> RECORD EXCERPTS
◆ ◆ ◆ ◆ ◆
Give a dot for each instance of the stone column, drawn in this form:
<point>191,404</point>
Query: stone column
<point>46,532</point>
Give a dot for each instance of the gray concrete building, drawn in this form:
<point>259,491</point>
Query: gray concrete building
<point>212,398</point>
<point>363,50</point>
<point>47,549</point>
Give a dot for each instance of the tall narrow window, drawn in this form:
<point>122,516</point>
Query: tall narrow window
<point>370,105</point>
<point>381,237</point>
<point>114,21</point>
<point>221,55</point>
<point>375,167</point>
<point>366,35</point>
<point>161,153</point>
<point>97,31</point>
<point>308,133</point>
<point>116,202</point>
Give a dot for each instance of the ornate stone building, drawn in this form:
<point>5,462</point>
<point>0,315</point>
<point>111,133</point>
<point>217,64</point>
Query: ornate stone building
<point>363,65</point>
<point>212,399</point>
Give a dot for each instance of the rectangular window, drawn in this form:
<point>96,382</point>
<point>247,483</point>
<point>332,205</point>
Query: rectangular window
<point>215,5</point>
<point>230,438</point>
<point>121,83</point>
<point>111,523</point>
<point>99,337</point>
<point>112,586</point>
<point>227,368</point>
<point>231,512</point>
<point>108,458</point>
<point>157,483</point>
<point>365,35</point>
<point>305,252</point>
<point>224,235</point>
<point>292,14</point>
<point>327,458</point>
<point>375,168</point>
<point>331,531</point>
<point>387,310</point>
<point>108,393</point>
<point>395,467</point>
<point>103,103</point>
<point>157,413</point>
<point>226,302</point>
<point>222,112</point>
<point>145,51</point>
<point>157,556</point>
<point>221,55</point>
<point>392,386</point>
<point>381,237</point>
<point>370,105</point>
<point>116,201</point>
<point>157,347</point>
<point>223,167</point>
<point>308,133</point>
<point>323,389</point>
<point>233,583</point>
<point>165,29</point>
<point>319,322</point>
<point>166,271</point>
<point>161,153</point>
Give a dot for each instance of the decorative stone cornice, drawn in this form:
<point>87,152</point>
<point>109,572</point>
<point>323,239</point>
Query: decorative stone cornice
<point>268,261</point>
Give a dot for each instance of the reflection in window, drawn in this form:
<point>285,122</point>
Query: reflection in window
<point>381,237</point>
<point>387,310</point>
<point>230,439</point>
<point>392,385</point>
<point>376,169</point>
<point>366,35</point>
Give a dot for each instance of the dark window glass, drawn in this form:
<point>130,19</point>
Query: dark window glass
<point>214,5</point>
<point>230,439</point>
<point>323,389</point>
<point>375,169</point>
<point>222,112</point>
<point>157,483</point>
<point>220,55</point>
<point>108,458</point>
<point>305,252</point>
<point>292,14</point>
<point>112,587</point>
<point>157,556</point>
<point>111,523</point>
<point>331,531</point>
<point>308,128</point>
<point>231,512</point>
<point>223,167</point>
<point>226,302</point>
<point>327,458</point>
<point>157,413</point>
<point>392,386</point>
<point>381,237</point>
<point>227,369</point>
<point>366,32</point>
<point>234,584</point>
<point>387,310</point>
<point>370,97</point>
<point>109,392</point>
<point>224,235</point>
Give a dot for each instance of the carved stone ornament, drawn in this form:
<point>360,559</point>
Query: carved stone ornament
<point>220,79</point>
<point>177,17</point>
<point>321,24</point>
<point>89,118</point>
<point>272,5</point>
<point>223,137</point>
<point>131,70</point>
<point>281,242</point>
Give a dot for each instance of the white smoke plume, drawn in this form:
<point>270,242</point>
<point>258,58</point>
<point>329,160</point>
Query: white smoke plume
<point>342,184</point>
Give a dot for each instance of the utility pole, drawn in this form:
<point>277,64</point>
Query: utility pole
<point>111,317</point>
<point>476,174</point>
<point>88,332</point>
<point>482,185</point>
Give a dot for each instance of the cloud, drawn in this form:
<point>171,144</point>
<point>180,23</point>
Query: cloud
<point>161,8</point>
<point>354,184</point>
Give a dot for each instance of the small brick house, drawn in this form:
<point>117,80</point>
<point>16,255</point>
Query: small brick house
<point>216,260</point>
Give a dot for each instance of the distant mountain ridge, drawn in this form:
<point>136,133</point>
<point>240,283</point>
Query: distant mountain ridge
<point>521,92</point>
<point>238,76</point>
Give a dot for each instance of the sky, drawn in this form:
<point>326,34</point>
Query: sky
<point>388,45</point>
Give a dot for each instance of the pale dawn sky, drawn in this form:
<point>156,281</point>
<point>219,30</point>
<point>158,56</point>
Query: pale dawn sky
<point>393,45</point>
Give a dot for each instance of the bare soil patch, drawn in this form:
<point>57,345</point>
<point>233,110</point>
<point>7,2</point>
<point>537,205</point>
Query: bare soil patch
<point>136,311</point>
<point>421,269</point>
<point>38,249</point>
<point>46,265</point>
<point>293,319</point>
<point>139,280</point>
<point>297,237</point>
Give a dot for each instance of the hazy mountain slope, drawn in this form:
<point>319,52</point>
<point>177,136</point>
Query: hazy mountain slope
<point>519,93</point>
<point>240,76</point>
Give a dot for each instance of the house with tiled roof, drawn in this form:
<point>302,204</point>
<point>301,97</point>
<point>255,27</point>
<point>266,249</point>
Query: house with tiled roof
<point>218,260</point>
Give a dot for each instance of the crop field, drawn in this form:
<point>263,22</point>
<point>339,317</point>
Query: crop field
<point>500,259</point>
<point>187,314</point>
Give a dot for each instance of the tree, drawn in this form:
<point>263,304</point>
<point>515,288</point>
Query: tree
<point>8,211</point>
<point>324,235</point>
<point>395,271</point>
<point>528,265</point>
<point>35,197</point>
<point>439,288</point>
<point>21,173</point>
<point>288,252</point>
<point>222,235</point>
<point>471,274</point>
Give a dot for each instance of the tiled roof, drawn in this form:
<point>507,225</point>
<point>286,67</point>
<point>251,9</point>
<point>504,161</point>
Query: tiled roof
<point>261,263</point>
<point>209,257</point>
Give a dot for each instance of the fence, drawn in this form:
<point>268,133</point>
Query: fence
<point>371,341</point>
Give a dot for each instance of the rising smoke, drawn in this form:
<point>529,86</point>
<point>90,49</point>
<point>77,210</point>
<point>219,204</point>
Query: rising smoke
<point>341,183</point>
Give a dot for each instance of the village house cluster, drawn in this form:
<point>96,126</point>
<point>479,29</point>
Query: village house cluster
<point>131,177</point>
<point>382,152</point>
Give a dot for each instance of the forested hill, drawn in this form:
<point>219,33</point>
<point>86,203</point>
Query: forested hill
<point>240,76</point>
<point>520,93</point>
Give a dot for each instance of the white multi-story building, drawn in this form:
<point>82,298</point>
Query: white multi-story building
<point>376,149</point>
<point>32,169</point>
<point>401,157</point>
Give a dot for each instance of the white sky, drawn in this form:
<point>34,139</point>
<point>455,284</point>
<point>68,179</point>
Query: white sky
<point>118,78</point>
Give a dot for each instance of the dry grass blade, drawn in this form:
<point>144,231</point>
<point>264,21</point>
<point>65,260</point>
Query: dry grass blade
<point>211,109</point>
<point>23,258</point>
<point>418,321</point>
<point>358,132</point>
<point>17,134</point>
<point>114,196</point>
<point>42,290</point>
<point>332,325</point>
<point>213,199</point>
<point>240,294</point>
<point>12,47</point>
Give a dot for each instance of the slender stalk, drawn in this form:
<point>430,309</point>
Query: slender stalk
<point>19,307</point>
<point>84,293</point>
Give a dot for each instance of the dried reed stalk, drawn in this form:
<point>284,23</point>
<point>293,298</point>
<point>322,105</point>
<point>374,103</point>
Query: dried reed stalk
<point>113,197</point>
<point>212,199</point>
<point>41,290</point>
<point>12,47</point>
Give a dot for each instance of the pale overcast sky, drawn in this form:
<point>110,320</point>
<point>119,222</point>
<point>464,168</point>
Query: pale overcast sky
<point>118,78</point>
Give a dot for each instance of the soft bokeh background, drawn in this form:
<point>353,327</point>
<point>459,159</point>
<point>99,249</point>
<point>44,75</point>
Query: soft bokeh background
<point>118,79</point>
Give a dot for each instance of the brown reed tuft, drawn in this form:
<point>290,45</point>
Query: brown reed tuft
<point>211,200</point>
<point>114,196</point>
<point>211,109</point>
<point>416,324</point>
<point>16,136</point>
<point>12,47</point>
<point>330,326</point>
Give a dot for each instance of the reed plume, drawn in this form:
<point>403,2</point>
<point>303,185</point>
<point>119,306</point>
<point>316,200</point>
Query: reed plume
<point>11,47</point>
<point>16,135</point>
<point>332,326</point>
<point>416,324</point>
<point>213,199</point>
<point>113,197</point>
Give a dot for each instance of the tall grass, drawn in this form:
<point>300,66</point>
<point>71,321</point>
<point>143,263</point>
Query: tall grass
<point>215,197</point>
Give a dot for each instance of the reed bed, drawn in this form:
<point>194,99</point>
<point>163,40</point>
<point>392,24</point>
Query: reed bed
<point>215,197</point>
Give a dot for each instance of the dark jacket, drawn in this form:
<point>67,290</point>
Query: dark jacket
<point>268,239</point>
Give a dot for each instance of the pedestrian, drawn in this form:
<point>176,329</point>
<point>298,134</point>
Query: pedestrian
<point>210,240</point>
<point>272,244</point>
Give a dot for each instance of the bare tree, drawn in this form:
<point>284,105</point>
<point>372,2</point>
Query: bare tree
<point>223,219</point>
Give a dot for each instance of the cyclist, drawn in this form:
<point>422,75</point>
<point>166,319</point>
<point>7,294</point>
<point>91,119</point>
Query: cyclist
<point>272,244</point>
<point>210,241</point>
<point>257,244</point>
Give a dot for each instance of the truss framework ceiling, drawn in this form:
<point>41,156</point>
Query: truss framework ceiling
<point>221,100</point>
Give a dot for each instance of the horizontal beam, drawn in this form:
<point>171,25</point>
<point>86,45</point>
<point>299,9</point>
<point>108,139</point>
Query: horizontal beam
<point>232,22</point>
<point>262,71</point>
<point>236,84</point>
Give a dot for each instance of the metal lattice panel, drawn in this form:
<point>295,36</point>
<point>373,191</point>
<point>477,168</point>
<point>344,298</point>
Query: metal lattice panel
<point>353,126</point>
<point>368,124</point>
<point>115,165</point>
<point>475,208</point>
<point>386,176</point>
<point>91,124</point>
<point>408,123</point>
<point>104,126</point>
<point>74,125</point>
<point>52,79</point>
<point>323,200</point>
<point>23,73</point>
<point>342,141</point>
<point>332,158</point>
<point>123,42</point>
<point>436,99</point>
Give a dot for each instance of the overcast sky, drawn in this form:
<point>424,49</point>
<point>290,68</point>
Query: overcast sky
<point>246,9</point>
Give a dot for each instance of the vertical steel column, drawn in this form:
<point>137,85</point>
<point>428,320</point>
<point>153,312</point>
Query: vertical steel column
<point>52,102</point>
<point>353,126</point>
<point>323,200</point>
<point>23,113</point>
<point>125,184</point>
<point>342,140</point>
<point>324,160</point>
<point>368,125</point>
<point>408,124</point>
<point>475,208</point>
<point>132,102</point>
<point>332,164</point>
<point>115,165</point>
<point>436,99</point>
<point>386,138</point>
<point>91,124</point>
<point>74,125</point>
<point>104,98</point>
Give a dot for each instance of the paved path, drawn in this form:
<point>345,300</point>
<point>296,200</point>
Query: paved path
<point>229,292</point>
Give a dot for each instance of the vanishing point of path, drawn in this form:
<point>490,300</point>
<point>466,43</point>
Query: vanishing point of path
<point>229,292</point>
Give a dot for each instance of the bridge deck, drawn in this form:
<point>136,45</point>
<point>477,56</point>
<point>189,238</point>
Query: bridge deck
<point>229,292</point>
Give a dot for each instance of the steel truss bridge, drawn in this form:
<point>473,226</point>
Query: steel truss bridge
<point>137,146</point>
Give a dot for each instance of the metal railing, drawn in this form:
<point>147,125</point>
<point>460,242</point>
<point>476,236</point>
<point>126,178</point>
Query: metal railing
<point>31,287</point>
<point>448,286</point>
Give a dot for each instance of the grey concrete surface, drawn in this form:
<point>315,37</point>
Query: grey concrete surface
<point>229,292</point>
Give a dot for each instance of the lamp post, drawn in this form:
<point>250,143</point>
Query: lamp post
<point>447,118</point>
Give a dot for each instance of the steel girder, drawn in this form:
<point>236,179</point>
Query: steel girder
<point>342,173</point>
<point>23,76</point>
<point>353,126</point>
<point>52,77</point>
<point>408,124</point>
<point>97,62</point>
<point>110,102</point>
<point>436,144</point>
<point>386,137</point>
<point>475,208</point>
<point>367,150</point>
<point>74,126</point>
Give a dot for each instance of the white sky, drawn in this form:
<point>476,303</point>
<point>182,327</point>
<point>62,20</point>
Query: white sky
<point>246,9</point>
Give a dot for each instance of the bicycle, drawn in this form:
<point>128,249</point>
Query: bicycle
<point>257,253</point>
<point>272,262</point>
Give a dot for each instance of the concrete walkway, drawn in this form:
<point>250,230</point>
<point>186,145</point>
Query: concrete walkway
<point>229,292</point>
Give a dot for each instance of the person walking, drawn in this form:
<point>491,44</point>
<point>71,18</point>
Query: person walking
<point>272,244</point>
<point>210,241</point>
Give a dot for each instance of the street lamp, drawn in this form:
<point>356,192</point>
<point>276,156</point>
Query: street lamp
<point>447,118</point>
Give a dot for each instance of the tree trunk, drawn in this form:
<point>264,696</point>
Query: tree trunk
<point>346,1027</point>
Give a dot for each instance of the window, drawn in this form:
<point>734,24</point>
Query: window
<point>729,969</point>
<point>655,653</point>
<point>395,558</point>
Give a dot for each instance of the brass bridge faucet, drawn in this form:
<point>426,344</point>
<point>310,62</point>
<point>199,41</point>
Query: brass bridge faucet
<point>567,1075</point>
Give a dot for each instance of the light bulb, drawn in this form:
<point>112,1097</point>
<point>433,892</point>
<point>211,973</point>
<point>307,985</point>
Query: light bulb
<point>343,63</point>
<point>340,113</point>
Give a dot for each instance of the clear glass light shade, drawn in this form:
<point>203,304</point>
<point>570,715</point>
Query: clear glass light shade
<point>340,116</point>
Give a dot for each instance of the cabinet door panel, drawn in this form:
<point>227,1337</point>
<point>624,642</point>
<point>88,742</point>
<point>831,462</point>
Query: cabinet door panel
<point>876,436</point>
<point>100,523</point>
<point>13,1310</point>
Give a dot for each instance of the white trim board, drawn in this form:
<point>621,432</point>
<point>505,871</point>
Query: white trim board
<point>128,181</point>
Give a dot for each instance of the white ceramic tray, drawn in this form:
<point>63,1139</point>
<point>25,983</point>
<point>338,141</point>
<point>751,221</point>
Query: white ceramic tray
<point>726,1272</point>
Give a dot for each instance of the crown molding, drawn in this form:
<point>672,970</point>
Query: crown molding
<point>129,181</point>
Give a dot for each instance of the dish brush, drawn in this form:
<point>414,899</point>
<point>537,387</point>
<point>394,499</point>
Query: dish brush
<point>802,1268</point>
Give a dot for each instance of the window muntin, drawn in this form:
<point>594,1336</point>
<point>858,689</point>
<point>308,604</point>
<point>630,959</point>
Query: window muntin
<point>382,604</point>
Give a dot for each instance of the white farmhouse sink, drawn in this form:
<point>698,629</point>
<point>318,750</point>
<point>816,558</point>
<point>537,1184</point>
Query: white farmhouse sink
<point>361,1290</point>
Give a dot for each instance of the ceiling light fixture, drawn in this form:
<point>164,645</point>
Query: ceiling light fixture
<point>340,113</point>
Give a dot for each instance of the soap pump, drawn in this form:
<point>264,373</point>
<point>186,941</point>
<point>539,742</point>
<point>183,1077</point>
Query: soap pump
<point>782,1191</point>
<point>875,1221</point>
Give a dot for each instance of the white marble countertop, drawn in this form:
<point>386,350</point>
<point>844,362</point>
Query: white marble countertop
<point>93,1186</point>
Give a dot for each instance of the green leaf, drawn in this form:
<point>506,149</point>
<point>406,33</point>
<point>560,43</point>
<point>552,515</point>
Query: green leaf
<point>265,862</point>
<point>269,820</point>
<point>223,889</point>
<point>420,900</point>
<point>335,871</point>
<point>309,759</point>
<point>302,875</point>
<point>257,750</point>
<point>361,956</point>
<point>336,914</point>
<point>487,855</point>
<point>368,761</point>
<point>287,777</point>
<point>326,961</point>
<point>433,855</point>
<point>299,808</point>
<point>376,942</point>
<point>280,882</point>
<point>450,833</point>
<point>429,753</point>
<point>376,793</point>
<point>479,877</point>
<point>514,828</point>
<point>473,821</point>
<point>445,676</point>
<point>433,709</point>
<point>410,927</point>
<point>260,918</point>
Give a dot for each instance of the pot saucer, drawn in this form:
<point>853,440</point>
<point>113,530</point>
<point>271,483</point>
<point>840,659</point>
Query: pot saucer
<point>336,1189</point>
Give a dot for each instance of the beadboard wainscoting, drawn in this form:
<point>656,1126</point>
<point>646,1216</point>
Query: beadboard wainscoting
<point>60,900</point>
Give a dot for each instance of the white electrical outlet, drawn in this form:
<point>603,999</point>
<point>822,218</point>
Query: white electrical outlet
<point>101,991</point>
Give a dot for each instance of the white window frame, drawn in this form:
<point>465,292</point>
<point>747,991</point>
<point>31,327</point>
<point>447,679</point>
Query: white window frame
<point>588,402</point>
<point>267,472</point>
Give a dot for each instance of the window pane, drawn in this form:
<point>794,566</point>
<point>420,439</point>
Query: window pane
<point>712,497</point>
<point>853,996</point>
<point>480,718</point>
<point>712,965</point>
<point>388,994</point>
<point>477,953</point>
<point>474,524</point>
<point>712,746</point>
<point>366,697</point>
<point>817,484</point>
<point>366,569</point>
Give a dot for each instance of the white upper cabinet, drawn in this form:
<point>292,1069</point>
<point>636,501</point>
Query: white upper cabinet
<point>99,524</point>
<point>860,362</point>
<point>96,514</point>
◆ ◆ ◆ ◆ ◆
> WHAT TO WORK ON
Copy exactly the lines of the listing above, beginning at the line with "Give a dot for each instance of the window pane, drawn" and ending at its final line; write out nothing else.

> WRITTEN RESPONSE
Give a dot for each instance of the window pane, drawn in this form:
<point>794,566</point>
<point>420,439</point>
Query: window pane
<point>712,497</point>
<point>853,996</point>
<point>480,718</point>
<point>712,965</point>
<point>388,994</point>
<point>477,953</point>
<point>474,524</point>
<point>712,746</point>
<point>366,697</point>
<point>817,484</point>
<point>366,569</point>
Give a dot for each instance of the white upper cabinet, drawn in this form:
<point>292,1069</point>
<point>636,501</point>
Query: white upper cabinet
<point>99,524</point>
<point>860,362</point>
<point>96,514</point>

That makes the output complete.